■ **TEKS BACAAN**:
• Jelajahi

    Copyright © KPK POST
    Best Viral Premium Blogger Templates

    Yayasan

    Ucapan DPD

    Iklan

    Iklan

    Penolakan Laporan Ujaran Kebencian Akun "Fufufafa" oleh Polisi Menjadi Sorotan: Penerapan UU ITE Kembali Dipertanyakan**

    MAKHYAR DALIMUNTHE
    9 Oktober 2024, 01.46.00 WIB Last Updated 2024-10-09T08:46:22Z
    masukkan script iklan disini
    masukkan script iklan disini

     


    **Jakarta, KPK POST 

    Hari Rabu, 09 Oktober 2024**

    Penolakan laporan yang diajukan oleh Edy Mulyadi terkait dugaan ujaran kebencian dan penistaan agama oleh akun media sosial "Fufufafa" kini menjadi sorotan publik. Edy, seorang jurnalis senior sekaligus pemilik kanal YouTube "Bang Edy Channel", melaporkan akun tersebut atas dugaan pelanggaran UU ITE. Namun, laporan ini ditolak oleh pihak kepolisian karena dianggap tidak memenuhi unsur-unsur pidana yang diatur dalam undang-undang.



    Laporan Edy Mulyadi berfokus pada konten-konten akun "Fufufafa" yang diduga menyebarkan ujaran kebencian dan menghina Presiden Joko Widodo terkait pembelian motor senilai Rp 140 juta. Edy menilai bahwa komentar-komentar tersebut melampaui batas kritik dan mengandung unsur penghinaan yang menyinggung simbol negara dan agama. Namun, setelah melalui pemeriksaan awal, pihak kepolisian menyatakan bahwa unsur-unsur yang dilaporkan tidak memenuhi kriteria tindak pidana sebagaimana diatur dalam **Undang-Undang Informasi dan Transaksi Elektronik (UU ITE)**.


    Dalam pernyataannya, juru bicara kepolisian menjelaskan bahwa laporan tersebut telah dikaji secara mendalam sesuai prosedur hukum yang berlaku. “Kami telah menelaah laporan ini dan menemukan bahwa unsur pidana yang diadukan tidak terpenuhi, baik dalam hal ujaran kebencian maupun penistaan agama sebagaimana dimaksud dalam UU ITE. Karena itu, laporan tersebut tidak dapat kami tindaklanjuti lebih lanjut,” ujar juru bicara tersebut.


    Penolakan laporan ini langsung menuai reaksi dari publik, terutama di media sosial. Banyak warganet dan pengamat hukum yang mempertanyakan penerapan UU ITE dalam kasus ini. Sebagian masyarakat menilai bahwa polisi seharusnya lebih mendalami dugaan penghinaan tersebut, mengingat semakin banyak kasus ujaran kebencian di dunia maya yang belum ditangani dengan tuntas. "UU ITE itu ada untuk melindungi masyarakat dari hal-hal seperti ini. Kalau kasus seperti ini tidak diproses, bagaimana dengan kasus lain yang lebih parah?" ujar seorang pengguna media sosial yang menyoroti penolakan laporan tersebut.

■ **PERTANYAAN LATIHAN**:
A: Menurut teks bacaan, mengapa laporan Edy Mulyadi ditolak oleh pihak kepolisian?
B: Tentukan apakah setiap pernyataan berikut sesuai dengan teks bacaan. Jawab ya atau tidak, lalu kutip kata-kata penentunya dari teks. (i) Edy Mulyadi adalah seorang jurnalis senior. (ii) Motor yang disebut dalam laporan bernilai Rp 240 juta. (iii) Polisi akan menindaklanjuti laporan tersebut.
C: Tolong salin bagian teks bacaan mulai dari "Penolakan laporan yang" sampai dengan "diatur dalam undang-undang.".

(Data lokalisasi satu titik per objek)

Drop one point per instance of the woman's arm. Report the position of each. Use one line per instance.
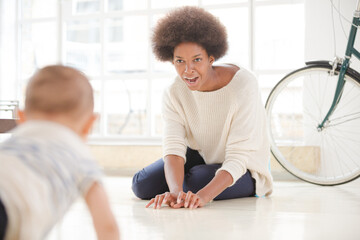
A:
(174, 174)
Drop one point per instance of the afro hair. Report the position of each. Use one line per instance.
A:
(189, 24)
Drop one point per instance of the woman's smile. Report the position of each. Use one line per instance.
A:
(191, 80)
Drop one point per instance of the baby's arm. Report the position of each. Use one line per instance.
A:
(103, 218)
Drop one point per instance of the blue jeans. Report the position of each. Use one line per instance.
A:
(3, 221)
(150, 181)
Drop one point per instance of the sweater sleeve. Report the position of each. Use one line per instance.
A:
(174, 130)
(245, 134)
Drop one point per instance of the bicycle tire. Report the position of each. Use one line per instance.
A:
(296, 106)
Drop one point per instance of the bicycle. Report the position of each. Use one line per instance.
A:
(314, 135)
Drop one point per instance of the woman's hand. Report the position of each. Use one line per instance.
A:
(166, 198)
(191, 200)
(187, 200)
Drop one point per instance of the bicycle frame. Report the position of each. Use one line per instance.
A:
(350, 51)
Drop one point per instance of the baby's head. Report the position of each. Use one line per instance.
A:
(60, 94)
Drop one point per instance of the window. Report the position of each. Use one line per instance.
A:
(110, 41)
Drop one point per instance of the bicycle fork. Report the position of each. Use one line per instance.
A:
(350, 50)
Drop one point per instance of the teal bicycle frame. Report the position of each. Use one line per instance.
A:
(350, 51)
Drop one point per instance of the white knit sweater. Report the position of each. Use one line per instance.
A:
(226, 126)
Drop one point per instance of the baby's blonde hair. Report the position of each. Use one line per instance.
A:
(59, 89)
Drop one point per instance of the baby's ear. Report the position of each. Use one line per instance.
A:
(21, 117)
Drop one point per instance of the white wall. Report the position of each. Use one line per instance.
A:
(319, 40)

■ **JAWABAN TIAP TUGAS**:
A: Laporan itu dianggap tidak memenuhi unsur-unsur pidana yang diatur dalam undang-undang.

B:
(i) Ya: "Edy, seorang jurnalis senior"
(ii) Tidak: "pembelian motor senilai Rp 140 juta"
(iii) Tidak: "laporan tersebut tidak dapat kami tindaklanjuti lebih lanjut"

C:
Penolakan laporan yang diajukan oleh Edy Mulyadi terkait dugaan ujaran kebencian dan penistaan agama oleh akun media sosial "Fufufafa" kini menjadi sorotan publik. Edy, seorang jurnalis senior sekaligus pemilik kanal YouTube "Bang Edy Channel", melaporkan akun tersebut atas dugaan pelanggaran UU ITE. Namun, laporan ini ditolak oleh pihak kepolisian karena dianggap tidak memenuhi unsur-unsur pidana yang diatur dalam undang-undang.